▶ Action item
Lines from the line with "Locate every instance of the ivy" to the line with "Locate every instance of the corrugated" in the entries below, and only those, must be output exactly, with both ends included.
Top of Data extracts
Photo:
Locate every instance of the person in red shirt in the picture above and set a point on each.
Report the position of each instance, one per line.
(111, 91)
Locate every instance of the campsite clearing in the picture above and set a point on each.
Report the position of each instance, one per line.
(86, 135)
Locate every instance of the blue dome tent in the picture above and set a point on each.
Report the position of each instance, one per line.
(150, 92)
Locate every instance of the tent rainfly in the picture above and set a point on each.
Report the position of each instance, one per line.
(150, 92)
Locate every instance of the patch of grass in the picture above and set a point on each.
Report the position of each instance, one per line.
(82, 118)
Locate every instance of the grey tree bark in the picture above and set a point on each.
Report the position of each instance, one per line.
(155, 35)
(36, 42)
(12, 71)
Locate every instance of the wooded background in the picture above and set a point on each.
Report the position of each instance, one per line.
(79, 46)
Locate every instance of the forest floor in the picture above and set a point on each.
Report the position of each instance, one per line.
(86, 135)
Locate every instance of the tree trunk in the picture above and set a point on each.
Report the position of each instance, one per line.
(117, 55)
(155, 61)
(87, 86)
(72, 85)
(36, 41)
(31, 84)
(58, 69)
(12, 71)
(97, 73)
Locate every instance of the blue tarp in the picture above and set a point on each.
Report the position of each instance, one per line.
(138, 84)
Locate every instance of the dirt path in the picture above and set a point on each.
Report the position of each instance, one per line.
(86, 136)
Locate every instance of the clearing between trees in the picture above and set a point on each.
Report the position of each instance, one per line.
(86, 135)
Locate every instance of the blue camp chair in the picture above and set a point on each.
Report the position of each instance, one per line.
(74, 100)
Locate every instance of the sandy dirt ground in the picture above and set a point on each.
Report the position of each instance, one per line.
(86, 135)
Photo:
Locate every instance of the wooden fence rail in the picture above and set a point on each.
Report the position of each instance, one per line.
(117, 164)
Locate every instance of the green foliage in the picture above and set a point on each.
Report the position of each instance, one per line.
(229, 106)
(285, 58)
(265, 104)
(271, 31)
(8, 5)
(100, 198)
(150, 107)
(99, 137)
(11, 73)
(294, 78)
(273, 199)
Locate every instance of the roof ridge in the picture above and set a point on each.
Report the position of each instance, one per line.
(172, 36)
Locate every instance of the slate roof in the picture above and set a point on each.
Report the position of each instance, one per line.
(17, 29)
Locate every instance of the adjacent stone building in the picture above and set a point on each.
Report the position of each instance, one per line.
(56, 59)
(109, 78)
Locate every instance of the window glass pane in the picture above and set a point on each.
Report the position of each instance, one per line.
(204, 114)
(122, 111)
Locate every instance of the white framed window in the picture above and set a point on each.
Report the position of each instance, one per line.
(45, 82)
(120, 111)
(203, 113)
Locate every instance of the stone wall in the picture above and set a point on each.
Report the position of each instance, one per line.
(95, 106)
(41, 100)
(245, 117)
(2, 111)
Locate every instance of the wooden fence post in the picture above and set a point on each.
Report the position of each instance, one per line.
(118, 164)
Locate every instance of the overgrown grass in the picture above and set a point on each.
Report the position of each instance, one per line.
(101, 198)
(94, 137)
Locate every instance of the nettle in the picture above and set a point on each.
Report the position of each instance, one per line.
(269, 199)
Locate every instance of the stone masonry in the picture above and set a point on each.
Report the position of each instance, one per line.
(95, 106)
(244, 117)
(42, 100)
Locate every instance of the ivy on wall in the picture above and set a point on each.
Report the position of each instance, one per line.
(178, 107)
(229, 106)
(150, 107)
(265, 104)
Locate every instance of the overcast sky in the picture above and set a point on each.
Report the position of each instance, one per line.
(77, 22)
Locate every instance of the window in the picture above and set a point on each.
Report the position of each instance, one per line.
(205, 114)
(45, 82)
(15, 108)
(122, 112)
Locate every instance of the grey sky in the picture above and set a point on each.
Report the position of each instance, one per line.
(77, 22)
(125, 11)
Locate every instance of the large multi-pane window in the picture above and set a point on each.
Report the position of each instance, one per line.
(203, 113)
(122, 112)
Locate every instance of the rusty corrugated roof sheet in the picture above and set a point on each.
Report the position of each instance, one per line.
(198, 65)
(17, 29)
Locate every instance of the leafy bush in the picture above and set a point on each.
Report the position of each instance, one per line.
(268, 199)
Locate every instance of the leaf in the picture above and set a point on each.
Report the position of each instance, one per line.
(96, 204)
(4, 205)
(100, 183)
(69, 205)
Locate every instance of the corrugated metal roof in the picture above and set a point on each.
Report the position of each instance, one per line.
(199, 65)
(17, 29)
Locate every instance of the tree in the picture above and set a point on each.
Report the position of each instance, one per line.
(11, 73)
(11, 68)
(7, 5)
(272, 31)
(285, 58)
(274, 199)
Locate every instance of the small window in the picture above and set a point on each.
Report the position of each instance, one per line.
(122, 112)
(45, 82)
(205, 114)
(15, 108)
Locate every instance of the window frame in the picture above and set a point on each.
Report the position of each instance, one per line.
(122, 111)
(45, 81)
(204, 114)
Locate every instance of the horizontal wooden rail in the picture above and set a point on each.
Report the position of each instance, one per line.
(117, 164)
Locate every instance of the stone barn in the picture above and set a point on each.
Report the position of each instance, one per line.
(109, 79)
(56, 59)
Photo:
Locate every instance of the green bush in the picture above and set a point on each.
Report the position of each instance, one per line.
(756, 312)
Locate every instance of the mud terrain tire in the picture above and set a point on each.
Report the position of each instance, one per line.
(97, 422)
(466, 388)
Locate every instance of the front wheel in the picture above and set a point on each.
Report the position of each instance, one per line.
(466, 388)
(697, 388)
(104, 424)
Bottom of Data extracts
▶ Result of this task
Locate every instance of the ivy on wall in the picture above and set a point on each.
Report the position of each instance, one per line.
(178, 107)
(229, 106)
(150, 107)
(265, 104)
Locate every instance of the overcast sky in the picture above and set a point on each.
Report the position of each instance, one per line.
(77, 22)
Locate every instance of the window in the picture above and set a point on each.
Report the position of each instance, one per line.
(205, 114)
(45, 82)
(15, 108)
(122, 112)
Locate every instance of the grey sky in the picture above and set a point on each.
Report the position of each instance, one per line.
(77, 22)
(125, 11)
Locate every instance of the large multi-pane window in the picture above and set a point on each.
Report the position of each instance, one per line.
(203, 113)
(122, 112)
Locate every instance of the rusty corrugated roof sheet in the picture above and set a point on each.
Report the position of each instance, one per line.
(198, 65)
(17, 29)
Locate every instance of the leafy bush in the picture above and set a point on each.
Report the position of each instance, one per line.
(268, 199)
Locate every instance of the leaf in the picture above and set a point on each.
Report the position of each instance, one per line.
(96, 204)
(4, 205)
(100, 183)
(69, 205)
Locate every instance of the corrugated metal roof in the picture above and set a point on each.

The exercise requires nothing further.